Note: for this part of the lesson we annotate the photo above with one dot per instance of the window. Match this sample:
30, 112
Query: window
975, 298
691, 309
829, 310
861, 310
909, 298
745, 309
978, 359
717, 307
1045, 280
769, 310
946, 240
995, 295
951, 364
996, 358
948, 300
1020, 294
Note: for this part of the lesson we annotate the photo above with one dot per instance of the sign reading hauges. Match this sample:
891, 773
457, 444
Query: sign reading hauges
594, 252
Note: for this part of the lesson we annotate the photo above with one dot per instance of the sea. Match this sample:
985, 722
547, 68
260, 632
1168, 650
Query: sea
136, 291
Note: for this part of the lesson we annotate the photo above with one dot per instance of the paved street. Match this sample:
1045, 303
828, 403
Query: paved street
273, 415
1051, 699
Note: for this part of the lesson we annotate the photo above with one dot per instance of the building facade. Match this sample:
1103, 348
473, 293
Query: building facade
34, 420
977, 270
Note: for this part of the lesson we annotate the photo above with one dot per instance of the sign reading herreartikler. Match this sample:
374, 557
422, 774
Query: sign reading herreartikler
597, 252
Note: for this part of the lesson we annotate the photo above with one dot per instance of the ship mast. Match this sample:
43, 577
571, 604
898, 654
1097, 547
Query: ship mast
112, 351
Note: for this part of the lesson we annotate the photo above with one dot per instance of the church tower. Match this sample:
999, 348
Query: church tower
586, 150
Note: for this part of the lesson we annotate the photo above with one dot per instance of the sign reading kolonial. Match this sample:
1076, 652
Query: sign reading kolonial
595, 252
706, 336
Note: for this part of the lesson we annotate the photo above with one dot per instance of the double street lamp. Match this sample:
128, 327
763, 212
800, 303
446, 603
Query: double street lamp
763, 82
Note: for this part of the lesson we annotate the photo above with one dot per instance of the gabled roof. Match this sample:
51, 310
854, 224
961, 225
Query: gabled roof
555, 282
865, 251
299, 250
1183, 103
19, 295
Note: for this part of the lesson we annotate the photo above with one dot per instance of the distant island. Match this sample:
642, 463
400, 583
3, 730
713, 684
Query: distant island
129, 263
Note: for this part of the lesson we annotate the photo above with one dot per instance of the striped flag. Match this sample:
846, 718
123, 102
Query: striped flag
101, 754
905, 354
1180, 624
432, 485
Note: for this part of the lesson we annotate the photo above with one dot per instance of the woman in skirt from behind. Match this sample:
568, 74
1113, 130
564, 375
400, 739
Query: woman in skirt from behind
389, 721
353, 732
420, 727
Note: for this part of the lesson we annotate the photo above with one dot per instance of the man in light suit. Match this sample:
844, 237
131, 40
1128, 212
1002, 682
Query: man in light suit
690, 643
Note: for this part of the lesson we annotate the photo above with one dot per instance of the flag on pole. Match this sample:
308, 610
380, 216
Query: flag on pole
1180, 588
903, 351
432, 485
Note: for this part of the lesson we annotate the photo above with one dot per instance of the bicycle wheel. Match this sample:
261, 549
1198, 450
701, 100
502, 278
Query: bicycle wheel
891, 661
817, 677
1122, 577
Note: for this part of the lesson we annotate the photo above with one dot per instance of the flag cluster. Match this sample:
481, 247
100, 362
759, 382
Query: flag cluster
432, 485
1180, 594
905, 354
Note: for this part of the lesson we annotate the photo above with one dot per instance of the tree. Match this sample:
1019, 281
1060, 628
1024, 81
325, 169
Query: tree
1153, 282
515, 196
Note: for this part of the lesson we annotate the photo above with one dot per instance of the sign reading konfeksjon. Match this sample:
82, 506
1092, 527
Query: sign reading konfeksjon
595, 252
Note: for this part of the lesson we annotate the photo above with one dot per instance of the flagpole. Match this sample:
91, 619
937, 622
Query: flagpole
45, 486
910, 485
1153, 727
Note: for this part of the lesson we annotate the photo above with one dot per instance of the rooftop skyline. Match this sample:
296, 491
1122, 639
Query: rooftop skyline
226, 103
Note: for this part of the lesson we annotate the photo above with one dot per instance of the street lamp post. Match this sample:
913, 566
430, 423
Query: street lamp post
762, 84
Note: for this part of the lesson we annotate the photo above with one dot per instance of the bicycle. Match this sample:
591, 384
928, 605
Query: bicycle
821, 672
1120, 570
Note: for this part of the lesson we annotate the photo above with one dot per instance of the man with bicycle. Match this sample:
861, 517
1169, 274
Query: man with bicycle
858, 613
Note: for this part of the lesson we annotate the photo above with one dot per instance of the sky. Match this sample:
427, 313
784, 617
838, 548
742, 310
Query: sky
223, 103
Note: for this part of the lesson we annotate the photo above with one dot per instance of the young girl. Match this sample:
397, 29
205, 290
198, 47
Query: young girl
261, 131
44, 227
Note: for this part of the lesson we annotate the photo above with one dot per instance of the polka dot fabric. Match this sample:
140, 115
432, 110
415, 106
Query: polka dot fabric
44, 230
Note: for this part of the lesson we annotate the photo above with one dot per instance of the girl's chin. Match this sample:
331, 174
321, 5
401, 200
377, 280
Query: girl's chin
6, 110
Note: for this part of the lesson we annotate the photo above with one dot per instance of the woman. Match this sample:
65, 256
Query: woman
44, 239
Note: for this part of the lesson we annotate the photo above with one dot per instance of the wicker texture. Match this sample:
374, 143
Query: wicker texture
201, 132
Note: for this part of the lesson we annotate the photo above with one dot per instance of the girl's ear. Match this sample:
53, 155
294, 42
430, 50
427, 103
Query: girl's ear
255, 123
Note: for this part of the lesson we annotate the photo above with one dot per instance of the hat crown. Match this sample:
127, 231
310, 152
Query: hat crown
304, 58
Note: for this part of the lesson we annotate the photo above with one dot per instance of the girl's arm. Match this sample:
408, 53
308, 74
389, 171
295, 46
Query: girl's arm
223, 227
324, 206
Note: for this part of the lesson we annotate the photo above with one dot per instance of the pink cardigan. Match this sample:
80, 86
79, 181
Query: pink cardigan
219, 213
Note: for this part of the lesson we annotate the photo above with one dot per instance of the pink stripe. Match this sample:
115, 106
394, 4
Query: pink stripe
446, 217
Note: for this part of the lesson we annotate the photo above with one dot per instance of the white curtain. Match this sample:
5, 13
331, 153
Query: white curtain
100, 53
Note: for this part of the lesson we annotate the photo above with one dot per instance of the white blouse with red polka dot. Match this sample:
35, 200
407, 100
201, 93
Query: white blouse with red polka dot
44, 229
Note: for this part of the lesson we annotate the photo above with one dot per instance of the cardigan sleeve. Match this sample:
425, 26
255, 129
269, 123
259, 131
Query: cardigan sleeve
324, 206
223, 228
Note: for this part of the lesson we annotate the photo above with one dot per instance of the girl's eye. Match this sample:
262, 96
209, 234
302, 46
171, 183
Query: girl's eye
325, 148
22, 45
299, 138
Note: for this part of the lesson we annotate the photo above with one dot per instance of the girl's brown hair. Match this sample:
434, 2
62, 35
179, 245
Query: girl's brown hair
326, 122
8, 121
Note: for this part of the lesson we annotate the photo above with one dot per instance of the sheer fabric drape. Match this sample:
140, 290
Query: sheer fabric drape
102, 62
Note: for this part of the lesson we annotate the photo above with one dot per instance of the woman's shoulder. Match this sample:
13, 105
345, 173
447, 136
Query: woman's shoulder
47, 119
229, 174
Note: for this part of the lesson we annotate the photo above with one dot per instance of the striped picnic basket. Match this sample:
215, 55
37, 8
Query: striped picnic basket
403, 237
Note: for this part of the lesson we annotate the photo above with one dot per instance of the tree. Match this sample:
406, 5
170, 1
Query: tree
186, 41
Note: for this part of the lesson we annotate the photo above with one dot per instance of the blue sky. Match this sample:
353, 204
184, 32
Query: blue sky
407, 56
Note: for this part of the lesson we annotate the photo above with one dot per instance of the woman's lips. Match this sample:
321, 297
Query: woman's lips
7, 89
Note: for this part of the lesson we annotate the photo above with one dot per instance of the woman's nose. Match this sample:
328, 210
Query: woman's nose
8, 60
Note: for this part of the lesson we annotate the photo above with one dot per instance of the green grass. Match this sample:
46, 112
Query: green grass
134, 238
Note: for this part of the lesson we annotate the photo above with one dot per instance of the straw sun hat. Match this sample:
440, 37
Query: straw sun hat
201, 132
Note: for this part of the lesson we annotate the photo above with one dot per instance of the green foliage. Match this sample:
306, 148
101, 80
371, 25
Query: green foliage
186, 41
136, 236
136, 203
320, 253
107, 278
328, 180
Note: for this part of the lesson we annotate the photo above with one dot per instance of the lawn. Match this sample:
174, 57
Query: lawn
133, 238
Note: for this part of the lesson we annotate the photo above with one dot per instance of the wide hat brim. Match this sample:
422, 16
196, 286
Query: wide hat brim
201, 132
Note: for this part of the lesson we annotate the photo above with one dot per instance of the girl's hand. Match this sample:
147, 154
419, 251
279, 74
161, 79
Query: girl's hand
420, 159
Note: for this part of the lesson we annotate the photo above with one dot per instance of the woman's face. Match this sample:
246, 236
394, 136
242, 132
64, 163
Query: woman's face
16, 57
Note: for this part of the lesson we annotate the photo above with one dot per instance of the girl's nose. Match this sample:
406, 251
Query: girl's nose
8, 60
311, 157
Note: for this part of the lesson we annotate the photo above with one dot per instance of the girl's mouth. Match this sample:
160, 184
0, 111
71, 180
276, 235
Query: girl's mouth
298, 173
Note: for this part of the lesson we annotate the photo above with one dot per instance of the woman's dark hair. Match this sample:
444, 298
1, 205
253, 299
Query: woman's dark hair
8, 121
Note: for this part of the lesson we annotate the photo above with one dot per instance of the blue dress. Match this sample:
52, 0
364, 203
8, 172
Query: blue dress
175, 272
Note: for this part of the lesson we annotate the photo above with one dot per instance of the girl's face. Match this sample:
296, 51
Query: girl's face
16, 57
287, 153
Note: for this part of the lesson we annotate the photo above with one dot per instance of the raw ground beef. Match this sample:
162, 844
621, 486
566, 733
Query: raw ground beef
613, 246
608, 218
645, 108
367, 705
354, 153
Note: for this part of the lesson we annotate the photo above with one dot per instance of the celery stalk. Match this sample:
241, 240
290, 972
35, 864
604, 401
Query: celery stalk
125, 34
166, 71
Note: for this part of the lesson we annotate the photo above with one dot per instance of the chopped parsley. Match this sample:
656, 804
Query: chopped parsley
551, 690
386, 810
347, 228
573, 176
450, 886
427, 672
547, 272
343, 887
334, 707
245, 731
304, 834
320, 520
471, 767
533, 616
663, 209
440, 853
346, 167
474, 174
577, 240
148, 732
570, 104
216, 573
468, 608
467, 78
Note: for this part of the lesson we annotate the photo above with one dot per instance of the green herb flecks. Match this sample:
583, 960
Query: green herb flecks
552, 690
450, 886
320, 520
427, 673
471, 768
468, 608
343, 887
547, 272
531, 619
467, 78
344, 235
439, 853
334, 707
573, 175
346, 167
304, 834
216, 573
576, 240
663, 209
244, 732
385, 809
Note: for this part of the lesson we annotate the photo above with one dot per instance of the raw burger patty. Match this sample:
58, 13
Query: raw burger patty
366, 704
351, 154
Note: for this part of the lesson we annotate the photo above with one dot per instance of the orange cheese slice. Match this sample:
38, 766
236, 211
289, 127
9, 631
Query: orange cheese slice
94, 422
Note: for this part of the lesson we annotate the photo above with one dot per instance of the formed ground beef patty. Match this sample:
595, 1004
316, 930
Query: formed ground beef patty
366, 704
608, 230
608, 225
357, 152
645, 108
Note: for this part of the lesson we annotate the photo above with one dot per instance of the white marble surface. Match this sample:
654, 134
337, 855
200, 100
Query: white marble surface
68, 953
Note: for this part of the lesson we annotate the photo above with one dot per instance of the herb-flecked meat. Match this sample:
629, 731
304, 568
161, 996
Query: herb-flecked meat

--*--

## WHAT TO WORK ON
If a line in the records contains the string "flecked", include it in the count; report that count alone.

## SOLUTION FOR THIS PROBLEM
2